• [Exercise A] On the homepage below, where did Hye Sun Yun earn a bachelor's degree?
• [Exercise B] Quote the homepage below word for word. Begin at the words "I love playing" and stop after "Pierson (UC Berkeley).".

• [Passage shown]
☆ ☆ ☆ ☆

Hye Sun Yun

Hello! 👋

My name is Hye Sun Yun (윤혜선 in Korean).

I am a Computer Science PhD candidate at Northeastern University in the Khoury College of Computer Sciences. I work on Human-Computer Interactions (HCI) and Natural Language Processing (NLP), mainly on applications in health. I am co-advised by Timothy Bickmore and Byron Wallace. I am interested in responsible and human-centered AI and applying HCI and NLP research methods to meet the needs, interests, preferences, and requirements of end users. Specifically, my focus is on building and evaluating language technologies to improve access to health and medical research information.

Before starting my PhD in fall of 2020, I worked as a full-stack software engineer/manager for three years at Wayfair. I earned my bachelor’s in Computer Science and Africana Studies at Wellesley College.

I love playing Ultimate Frisbee, running, cooking, and baking. A couple of years ago I completed Reddit’s 52 weeks of cooking challenge. You can read all about my cooking adventures in my cooking blog.

If you are interested in knowing more about my research or want to chat about CS PhD application process, please feel free to email me!

news

Oct 07, 2025	I defended by thesis proposal! The title of my thesis is “Advancing Health Information Access with LLMs: Understanding Users and Models for Responsible Health AI”. I would like to thank my committee members: Tim Bickmore, Byron Wallace, Mai ElSherief (Northeastern), and Emma Pierson (UC Berkeley).
Aug 02, 2025	This fall semester, I will be co-teaching DS 2500 (Intermediate Programming with Data) at Northeastern University alongside Deahan Yu as an instructor of record.
Jun 25, 2025	I will be attending this year’s AHLI Conference on Health, Inference, and Learning (CHIL) conference at Berkeley, CA. During the poster session tomorrow (June 26), I will be presenting our paper Caught in the Web of Words: Do LLMs Fall for Spin in Medical Literature?.
Jun 12, 2025	Today, I gave a talk on my two most recent research papers (CHI and CHIL) at Wellesley College’s Computer Science Department.
May 26, 2025	I will be attending the 2025 CSST Summer Research Institute in the Adirondacks.

☆ ☆ ☆ ☆

Data entries
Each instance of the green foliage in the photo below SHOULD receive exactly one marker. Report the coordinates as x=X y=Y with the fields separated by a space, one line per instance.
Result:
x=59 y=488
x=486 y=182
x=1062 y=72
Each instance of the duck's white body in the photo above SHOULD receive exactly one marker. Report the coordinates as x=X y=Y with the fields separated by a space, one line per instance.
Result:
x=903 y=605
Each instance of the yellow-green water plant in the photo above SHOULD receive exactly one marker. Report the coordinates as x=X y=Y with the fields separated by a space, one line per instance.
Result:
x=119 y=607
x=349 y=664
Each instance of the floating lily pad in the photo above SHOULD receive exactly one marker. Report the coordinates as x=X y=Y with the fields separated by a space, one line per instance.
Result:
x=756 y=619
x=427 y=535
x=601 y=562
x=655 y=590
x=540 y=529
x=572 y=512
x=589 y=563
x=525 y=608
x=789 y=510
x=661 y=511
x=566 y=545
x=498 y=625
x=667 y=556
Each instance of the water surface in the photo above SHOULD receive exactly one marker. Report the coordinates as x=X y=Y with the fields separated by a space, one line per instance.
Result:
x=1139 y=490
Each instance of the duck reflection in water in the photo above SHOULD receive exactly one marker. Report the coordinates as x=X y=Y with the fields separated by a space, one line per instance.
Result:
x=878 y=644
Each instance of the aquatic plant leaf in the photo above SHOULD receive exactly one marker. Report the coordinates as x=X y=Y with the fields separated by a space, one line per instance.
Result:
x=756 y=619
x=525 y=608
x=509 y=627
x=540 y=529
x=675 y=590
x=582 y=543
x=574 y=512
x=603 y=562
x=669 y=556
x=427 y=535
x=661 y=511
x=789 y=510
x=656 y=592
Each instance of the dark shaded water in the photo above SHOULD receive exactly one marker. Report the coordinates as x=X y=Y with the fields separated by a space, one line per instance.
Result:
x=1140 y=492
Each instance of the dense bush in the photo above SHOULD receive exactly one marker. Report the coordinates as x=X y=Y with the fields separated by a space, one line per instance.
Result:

☆ ☆ ☆ ☆

• [Expected output A] Wellesley College, in Computer Science and Africana Studies.

• [Expected output B]
I love playing Ultimate Frisbee, running, cooking, and baking. A couple of years ago I completed Reddit’s 52 weeks of cooking challenge. You can read all about my cooking adventures in my cooking blog.

If you are interested in knowing more about my research or want to chat about CS PhD application process, please feel free to email me!

news

Oct 07, 2025	I defended by thesis proposal! The title of my thesis is “Advancing Health Information Access with LLMs: Understanding Users and Models for Responsible Health AI”. I would like to thank my committee members: Tim Bickmore, Byron Wallace, Mai ElSherief (Northeastern), and Emma Pierson (UC Berkeley).